Jusqu'à ce que la fin du monde nous sépare

Jusqu'à ce que la fin du monde nous sépare
Titre original:Jusqu'à ce que la fin du monde nous sépare
Réalisateur:Lorene Scafaria
Sortie:Cinéma
Durée:101 minutes
Date:08 août 2012
Note:
Quand la tentative de faire exploser l’astéroïde Matilda qui fonce à toute vitesse en direction de la Terre échoue, il ne reste plus que trois semaines à l’humanité avant sa fin apocalyptique. Dodge, un conseiller en assurances plutôt terne, ne sait pas trop comment passer ses derniers jours jusqu’à l’échéance fatidique, et cela d’autant moins que son épouse vient de le larguer. Face à une situation qui se corse, il décide finalement de partir à la recherche d’Olivia, le premier amour de sa vie. En tant que compagnon de voyage, il n’a trouvé personne d’autre que sa voisine Penny, une jeune femme au caractère imprévisible, qui s’en veut terriblement d’avoir raté le dernier avion qui aurait pu la réunir avec sa famille en Angleterre.

Critique de Tootpadu

Lorsque le cinéma américain veut nous faire frissonner sur la fin des temps, cela se traduit presque toujours par des cataclysmes spectaculaires qui ne laissent que peu de place à une réflexion approfondie sur les conséquences d’un tel événement à l’issue inéluctable. Le premier film de la réalisatrice Lorene Scafaria se démarque sensiblement de cette logique pérenne des scénarios catastrophes, puisqu’il emprunte davantage la voie défaitiste et pourtant passablement optimiste que les frères Larrieu avaient exploré en France avec Les Derniers jours du monde. Les étapes successives de l’odyssée d’un héros improbable ne vont pas aussi loin ici, en termes d’absurdité et de perversité, que dans ce dernier. Nous sommes néanmoins sortis étrangement revigorés de Jusqu’à ce que la fin du monde nous sépare, comme si la confrontation romantique avec quelque chose de nullement édifiant nous avait ouvert les yeux sur ce qui compte réellement dans une existence trop souvent perçue comme acquise.
Le récit sait en effet se concentrer avec une sobriété tout à fait appréciable sur l’essentiel dans la quête impossible de la dernière chose qu’un homme et une femme mal assortis aimeraient accomplir avant la disparition de toute vie sur Terre. Il y a certes quelques indicateurs de l’anarchie qui risquerait forcément de gangrener notre civilisation, dès que les enjeux les plus basiques du maintien de l’espèce n’auront plus cours. Mais ces pillages et autres signes de vandalisme gratuit ont au mieux un impact secondaire sur le rapprochement entre Dodge et Penny. Ce sont surtout les moments plus calmes et chastement intimes, alors que le compte à rebours fait défiler les jours qu’il reste à vivre, qui confèrent une force intérieure à leur relation, seulement démentie tant soit peu par une montée finale des eaux de rose tout de même un peu exagérée.

Informations fournies
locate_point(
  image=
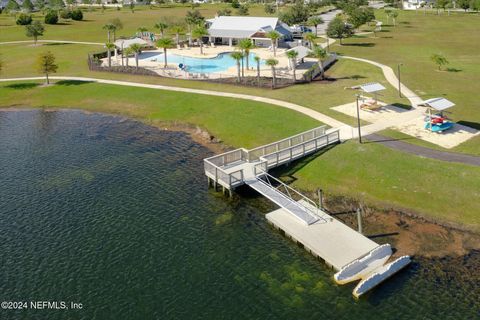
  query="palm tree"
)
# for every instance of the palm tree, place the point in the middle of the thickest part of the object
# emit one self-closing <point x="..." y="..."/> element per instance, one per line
<point x="310" y="37"/>
<point x="257" y="60"/>
<point x="136" y="49"/>
<point x="162" y="26"/>
<point x="177" y="29"/>
<point x="315" y="21"/>
<point x="237" y="55"/>
<point x="320" y="54"/>
<point x="198" y="33"/>
<point x="110" y="27"/>
<point x="128" y="51"/>
<point x="292" y="55"/>
<point x="246" y="45"/>
<point x="110" y="46"/>
<point x="165" y="43"/>
<point x="272" y="63"/>
<point x="274" y="36"/>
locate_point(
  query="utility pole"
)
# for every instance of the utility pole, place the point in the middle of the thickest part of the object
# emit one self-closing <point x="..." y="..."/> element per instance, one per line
<point x="358" y="121"/>
<point x="399" y="83"/>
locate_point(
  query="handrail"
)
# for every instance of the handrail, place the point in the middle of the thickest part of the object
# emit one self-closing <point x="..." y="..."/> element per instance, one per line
<point x="287" y="191"/>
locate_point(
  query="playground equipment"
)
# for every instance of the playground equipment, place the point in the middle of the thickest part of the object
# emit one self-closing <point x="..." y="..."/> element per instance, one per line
<point x="437" y="122"/>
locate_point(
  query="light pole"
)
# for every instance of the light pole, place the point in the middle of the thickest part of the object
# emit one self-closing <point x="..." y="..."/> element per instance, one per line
<point x="358" y="120"/>
<point x="399" y="83"/>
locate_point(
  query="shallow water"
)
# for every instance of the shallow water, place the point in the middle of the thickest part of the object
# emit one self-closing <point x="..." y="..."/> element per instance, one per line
<point x="116" y="215"/>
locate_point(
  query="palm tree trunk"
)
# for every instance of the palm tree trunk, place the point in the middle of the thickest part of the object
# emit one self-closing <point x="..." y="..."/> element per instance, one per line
<point x="165" y="57"/>
<point x="238" y="71"/>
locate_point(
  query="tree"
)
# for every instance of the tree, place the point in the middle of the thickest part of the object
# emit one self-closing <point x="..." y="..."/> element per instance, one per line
<point x="314" y="22"/>
<point x="198" y="33"/>
<point x="337" y="29"/>
<point x="162" y="26"/>
<point x="165" y="43"/>
<point x="46" y="64"/>
<point x="51" y="17"/>
<point x="77" y="15"/>
<point x="35" y="30"/>
<point x="246" y="45"/>
<point x="136" y="49"/>
<point x="257" y="60"/>
<point x="292" y="55"/>
<point x="320" y="54"/>
<point x="110" y="46"/>
<point x="24" y="19"/>
<point x="193" y="18"/>
<point x="110" y="27"/>
<point x="310" y="37"/>
<point x="177" y="29"/>
<point x="12" y="5"/>
<point x="439" y="60"/>
<point x="27" y="6"/>
<point x="237" y="56"/>
<point x="274" y="36"/>
<point x="272" y="64"/>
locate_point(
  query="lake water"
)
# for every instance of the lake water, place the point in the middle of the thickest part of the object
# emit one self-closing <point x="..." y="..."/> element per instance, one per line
<point x="117" y="215"/>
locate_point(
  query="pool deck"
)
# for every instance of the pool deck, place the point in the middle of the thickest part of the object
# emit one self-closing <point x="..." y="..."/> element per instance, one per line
<point x="328" y="239"/>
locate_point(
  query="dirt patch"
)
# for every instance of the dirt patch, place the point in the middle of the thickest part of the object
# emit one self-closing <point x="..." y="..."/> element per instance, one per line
<point x="406" y="233"/>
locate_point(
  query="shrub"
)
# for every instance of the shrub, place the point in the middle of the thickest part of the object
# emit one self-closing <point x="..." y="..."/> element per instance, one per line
<point x="51" y="17"/>
<point x="24" y="19"/>
<point x="66" y="14"/>
<point x="77" y="15"/>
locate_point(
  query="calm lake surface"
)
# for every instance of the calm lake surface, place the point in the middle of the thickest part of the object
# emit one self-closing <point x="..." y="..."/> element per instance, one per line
<point x="117" y="215"/>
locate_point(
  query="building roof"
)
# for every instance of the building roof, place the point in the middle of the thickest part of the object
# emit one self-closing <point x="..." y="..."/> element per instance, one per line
<point x="240" y="26"/>
<point x="125" y="43"/>
<point x="439" y="104"/>
<point x="372" y="87"/>
<point x="302" y="51"/>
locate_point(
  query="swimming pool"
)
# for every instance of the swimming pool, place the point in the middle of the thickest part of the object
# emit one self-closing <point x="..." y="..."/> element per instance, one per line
<point x="220" y="63"/>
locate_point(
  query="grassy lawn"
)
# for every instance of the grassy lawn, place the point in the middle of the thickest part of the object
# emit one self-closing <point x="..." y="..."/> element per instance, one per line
<point x="238" y="123"/>
<point x="19" y="60"/>
<point x="90" y="29"/>
<point x="377" y="175"/>
<point x="415" y="38"/>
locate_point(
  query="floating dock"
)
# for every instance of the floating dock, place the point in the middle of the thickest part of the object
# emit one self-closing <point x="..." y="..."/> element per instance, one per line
<point x="354" y="256"/>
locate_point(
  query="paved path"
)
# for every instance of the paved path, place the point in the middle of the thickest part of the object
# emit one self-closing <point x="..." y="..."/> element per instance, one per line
<point x="54" y="41"/>
<point x="345" y="130"/>
<point x="425" y="152"/>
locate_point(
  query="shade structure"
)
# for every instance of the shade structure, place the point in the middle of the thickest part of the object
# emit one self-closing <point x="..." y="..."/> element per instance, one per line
<point x="439" y="104"/>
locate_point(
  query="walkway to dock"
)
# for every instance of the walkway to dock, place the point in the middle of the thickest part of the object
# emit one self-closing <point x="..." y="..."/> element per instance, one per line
<point x="353" y="255"/>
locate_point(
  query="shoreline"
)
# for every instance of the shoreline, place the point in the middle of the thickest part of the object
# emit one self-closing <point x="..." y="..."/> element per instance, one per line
<point x="410" y="233"/>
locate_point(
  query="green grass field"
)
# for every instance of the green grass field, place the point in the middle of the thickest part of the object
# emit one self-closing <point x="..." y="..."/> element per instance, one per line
<point x="369" y="172"/>
<point x="415" y="38"/>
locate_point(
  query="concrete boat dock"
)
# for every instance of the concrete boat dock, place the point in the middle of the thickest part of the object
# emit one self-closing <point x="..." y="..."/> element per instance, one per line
<point x="328" y="239"/>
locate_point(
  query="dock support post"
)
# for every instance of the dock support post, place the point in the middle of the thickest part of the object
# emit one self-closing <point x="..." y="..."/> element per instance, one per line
<point x="359" y="219"/>
<point x="320" y="198"/>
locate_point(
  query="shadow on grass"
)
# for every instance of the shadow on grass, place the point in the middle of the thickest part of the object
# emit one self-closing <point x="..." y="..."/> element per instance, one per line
<point x="22" y="86"/>
<point x="362" y="44"/>
<point x="454" y="70"/>
<point x="470" y="124"/>
<point x="72" y="82"/>
<point x="56" y="44"/>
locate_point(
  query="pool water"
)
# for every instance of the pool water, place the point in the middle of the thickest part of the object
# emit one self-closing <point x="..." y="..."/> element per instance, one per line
<point x="220" y="63"/>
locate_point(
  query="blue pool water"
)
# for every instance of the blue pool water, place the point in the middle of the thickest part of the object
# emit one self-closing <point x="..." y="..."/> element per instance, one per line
<point x="220" y="63"/>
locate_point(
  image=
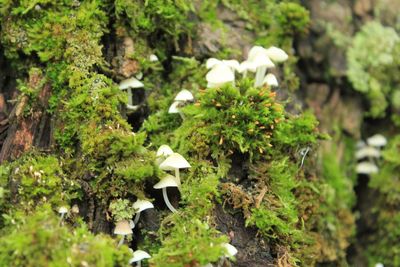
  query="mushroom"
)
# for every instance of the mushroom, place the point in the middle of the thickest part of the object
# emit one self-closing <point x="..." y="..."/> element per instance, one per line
<point x="271" y="80"/>
<point x="184" y="96"/>
<point x="162" y="153"/>
<point x="258" y="55"/>
<point x="366" y="168"/>
<point x="174" y="162"/>
<point x="138" y="256"/>
<point x="167" y="181"/>
<point x="153" y="58"/>
<point x="128" y="85"/>
<point x="62" y="210"/>
<point x="219" y="75"/>
<point x="139" y="206"/>
<point x="122" y="228"/>
<point x="276" y="54"/>
<point x="377" y="140"/>
<point x="368" y="152"/>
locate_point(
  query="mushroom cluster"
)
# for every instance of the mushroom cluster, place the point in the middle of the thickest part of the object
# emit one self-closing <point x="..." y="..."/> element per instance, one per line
<point x="259" y="60"/>
<point x="128" y="85"/>
<point x="170" y="161"/>
<point x="368" y="153"/>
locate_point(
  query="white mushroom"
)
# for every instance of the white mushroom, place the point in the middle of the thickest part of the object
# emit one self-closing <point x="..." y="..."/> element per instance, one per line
<point x="219" y="75"/>
<point x="122" y="228"/>
<point x="276" y="54"/>
<point x="184" y="96"/>
<point x="167" y="181"/>
<point x="366" y="168"/>
<point x="258" y="55"/>
<point x="174" y="162"/>
<point x="138" y="256"/>
<point x="368" y="152"/>
<point x="271" y="80"/>
<point x="153" y="58"/>
<point x="128" y="85"/>
<point x="377" y="140"/>
<point x="139" y="206"/>
<point x="62" y="210"/>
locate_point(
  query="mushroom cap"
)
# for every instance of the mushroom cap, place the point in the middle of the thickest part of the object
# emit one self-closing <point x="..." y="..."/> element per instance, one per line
<point x="230" y="250"/>
<point x="271" y="80"/>
<point x="153" y="58"/>
<point x="63" y="210"/>
<point x="167" y="181"/>
<point x="232" y="63"/>
<point x="220" y="74"/>
<point x="141" y="205"/>
<point x="130" y="83"/>
<point x="276" y="54"/>
<point x="377" y="140"/>
<point x="174" y="161"/>
<point x="211" y="62"/>
<point x="184" y="95"/>
<point x="366" y="167"/>
<point x="247" y="66"/>
<point x="122" y="228"/>
<point x="139" y="255"/>
<point x="164" y="150"/>
<point x="174" y="108"/>
<point x="368" y="152"/>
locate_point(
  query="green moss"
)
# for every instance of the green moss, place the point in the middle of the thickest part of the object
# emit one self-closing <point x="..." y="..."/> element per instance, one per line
<point x="38" y="240"/>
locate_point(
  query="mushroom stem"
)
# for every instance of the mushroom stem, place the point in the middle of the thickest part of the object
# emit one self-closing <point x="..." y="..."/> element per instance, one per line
<point x="177" y="176"/>
<point x="260" y="73"/>
<point x="136" y="220"/>
<point x="121" y="241"/>
<point x="61" y="218"/>
<point x="169" y="205"/>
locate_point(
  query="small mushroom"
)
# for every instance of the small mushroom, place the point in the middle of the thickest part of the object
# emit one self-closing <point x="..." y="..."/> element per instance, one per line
<point x="62" y="210"/>
<point x="128" y="85"/>
<point x="162" y="153"/>
<point x="271" y="80"/>
<point x="138" y="256"/>
<point x="276" y="54"/>
<point x="174" y="162"/>
<point x="367" y="168"/>
<point x="184" y="96"/>
<point x="167" y="181"/>
<point x="368" y="152"/>
<point x="139" y="206"/>
<point x="122" y="228"/>
<point x="377" y="140"/>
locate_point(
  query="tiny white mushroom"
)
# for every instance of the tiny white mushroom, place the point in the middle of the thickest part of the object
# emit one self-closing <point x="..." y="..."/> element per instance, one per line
<point x="377" y="140"/>
<point x="219" y="75"/>
<point x="138" y="256"/>
<point x="276" y="54"/>
<point x="62" y="210"/>
<point x="366" y="168"/>
<point x="167" y="181"/>
<point x="174" y="162"/>
<point x="153" y="58"/>
<point x="139" y="206"/>
<point x="128" y="85"/>
<point x="184" y="96"/>
<point x="368" y="152"/>
<point x="122" y="228"/>
<point x="271" y="80"/>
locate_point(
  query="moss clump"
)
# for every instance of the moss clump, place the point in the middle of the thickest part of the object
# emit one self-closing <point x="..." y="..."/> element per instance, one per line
<point x="372" y="57"/>
<point x="38" y="239"/>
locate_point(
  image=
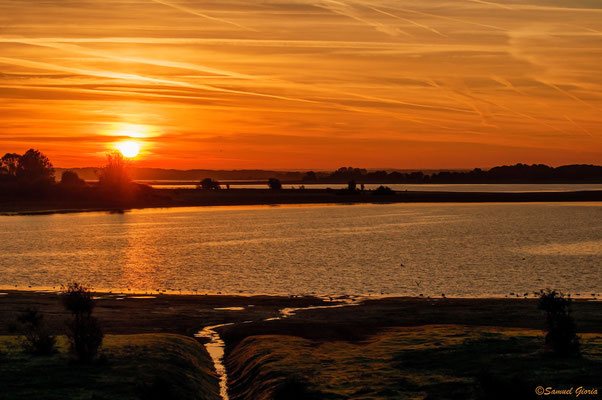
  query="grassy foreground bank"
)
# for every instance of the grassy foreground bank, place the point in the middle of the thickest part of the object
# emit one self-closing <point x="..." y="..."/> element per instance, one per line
<point x="146" y="367"/>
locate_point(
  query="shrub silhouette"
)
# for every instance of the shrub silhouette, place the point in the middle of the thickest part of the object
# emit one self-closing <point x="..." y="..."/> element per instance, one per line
<point x="274" y="184"/>
<point x="70" y="178"/>
<point x="38" y="340"/>
<point x="562" y="331"/>
<point x="384" y="191"/>
<point x="114" y="178"/>
<point x="209" y="184"/>
<point x="84" y="331"/>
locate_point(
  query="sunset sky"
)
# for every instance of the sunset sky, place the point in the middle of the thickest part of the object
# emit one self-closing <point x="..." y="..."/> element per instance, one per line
<point x="303" y="84"/>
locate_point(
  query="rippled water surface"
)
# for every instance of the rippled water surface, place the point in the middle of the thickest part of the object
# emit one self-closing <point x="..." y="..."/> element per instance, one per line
<point x="456" y="249"/>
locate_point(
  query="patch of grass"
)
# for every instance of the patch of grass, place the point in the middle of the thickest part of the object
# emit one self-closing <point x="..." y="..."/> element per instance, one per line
<point x="427" y="362"/>
<point x="129" y="367"/>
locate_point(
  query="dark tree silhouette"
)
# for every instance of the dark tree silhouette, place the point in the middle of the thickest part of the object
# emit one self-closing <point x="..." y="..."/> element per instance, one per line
<point x="274" y="184"/>
<point x="209" y="184"/>
<point x="84" y="331"/>
<point x="70" y="178"/>
<point x="38" y="340"/>
<point x="115" y="177"/>
<point x="35" y="167"/>
<point x="310" y="177"/>
<point x="9" y="164"/>
<point x="562" y="331"/>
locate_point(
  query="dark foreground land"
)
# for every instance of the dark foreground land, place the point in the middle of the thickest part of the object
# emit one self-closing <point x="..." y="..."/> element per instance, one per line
<point x="392" y="348"/>
<point x="158" y="198"/>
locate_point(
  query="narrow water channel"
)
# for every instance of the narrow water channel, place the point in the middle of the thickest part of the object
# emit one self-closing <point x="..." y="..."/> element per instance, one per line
<point x="215" y="345"/>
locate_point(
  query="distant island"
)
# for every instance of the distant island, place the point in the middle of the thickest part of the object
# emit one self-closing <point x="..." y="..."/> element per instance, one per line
<point x="519" y="173"/>
<point x="29" y="184"/>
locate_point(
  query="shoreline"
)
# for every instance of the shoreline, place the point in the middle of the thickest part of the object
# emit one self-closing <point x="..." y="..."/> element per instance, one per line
<point x="188" y="314"/>
<point x="178" y="198"/>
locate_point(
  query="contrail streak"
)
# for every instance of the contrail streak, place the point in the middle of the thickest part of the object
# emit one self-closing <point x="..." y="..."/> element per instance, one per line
<point x="199" y="14"/>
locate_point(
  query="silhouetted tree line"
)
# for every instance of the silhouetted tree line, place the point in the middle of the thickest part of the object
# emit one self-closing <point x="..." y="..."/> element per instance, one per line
<point x="32" y="175"/>
<point x="519" y="173"/>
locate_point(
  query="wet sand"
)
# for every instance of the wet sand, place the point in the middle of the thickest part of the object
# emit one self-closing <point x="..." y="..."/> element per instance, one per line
<point x="188" y="314"/>
<point x="164" y="198"/>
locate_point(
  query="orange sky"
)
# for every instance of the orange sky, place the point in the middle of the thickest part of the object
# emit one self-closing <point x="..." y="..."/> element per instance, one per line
<point x="303" y="84"/>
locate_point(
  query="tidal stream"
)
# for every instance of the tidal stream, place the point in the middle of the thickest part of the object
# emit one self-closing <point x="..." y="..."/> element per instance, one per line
<point x="215" y="344"/>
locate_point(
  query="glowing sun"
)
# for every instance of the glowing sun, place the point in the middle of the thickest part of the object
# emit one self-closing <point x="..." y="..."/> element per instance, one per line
<point x="129" y="149"/>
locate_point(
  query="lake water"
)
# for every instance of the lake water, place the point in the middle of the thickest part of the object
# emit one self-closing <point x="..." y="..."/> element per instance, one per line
<point x="394" y="249"/>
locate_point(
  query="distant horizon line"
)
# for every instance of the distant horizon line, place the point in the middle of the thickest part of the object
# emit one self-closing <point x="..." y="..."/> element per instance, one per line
<point x="334" y="169"/>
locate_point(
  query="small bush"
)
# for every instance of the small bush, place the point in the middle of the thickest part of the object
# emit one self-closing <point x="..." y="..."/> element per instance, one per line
<point x="274" y="184"/>
<point x="562" y="331"/>
<point x="384" y="191"/>
<point x="84" y="331"/>
<point x="38" y="340"/>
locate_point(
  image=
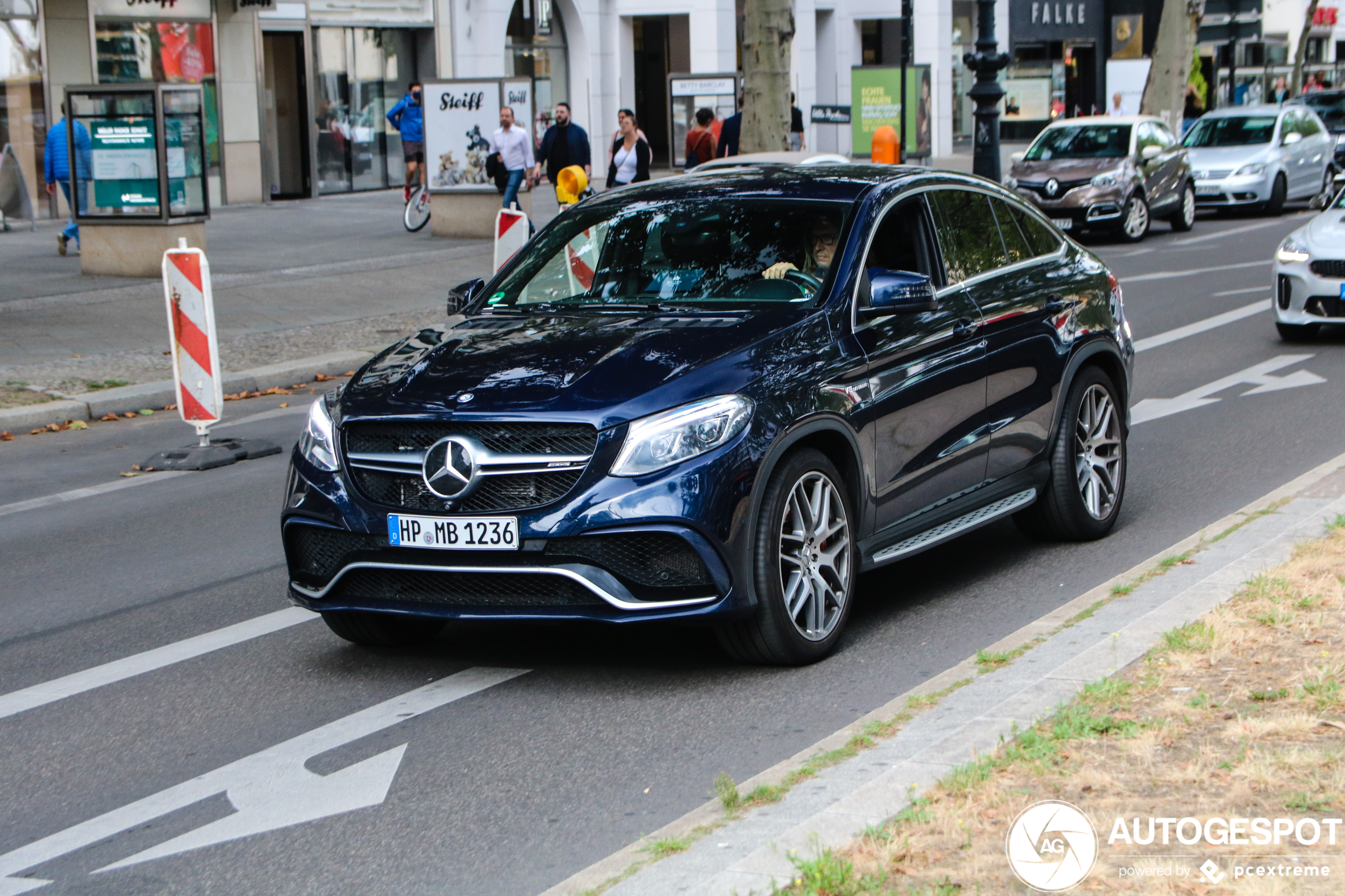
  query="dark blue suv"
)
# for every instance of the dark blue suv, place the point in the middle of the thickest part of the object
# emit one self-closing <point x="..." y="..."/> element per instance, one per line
<point x="718" y="400"/>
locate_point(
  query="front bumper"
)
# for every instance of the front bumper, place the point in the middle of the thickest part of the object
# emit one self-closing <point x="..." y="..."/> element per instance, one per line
<point x="1306" y="297"/>
<point x="614" y="550"/>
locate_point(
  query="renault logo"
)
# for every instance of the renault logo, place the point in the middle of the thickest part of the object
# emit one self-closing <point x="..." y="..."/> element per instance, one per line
<point x="450" y="468"/>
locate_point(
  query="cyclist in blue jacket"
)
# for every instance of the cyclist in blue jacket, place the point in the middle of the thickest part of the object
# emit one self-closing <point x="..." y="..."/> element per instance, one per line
<point x="408" y="116"/>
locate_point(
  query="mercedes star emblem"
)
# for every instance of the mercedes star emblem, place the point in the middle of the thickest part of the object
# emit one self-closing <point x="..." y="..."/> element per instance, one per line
<point x="450" y="468"/>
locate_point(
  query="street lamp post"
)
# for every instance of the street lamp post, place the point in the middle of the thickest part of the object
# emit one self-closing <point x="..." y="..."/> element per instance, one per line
<point x="987" y="93"/>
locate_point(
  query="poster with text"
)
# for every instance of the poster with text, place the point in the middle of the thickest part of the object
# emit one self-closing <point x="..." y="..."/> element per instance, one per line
<point x="876" y="101"/>
<point x="460" y="116"/>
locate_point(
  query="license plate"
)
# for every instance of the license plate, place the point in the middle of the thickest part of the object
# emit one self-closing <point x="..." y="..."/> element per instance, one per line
<point x="459" y="533"/>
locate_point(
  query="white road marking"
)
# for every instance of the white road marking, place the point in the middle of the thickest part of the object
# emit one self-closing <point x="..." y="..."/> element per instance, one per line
<point x="138" y="664"/>
<point x="270" y="790"/>
<point x="1258" y="375"/>
<point x="1164" y="275"/>
<point x="1241" y="292"/>
<point x="74" y="495"/>
<point x="1200" y="327"/>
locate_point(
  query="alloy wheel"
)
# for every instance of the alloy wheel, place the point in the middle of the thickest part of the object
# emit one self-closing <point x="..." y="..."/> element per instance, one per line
<point x="815" y="568"/>
<point x="1098" y="453"/>
<point x="1137" y="218"/>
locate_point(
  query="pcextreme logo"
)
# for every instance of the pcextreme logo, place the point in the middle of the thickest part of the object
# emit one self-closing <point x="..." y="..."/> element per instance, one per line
<point x="1052" y="845"/>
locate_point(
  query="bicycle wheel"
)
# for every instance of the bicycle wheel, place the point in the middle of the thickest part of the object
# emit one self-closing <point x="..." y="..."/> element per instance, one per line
<point x="417" y="210"/>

Votre objectif
Restituez mot pour mot tout le passage de l'extrait qui va de « Le récit sait » jusqu'à « un peu exagérée. ».

Résultat
Le récit sait en effet se concentrer avec une sobriété tout à fait appréciable sur l’essentiel dans la quête impossible de la dernière chose qu’un homme et une femme mal assortis aimeraient accomplir avant la disparition de toute vie sur Terre. Il y a certes quelques indicateurs de l’anarchie qui risquerait forcément de gangrener notre civilisation, dès que les enjeux les plus basiques du maintien de l’espèce n’auront plus cours. Mais ces pillages et autres signes de vandalisme gratuit ont au mieux un impact secondaire sur le rapprochement entre Dodge et Penny. Ce sont surtout les moments plus calmes et chastement intimes, alors que le compte à rebours fait défiler les jours qu’il reste à vivre, qui confèrent une force intérieure à leur relation, seulement démentie tant soit peu par une montée finale des eaux de rose tout de même un peu exagérée.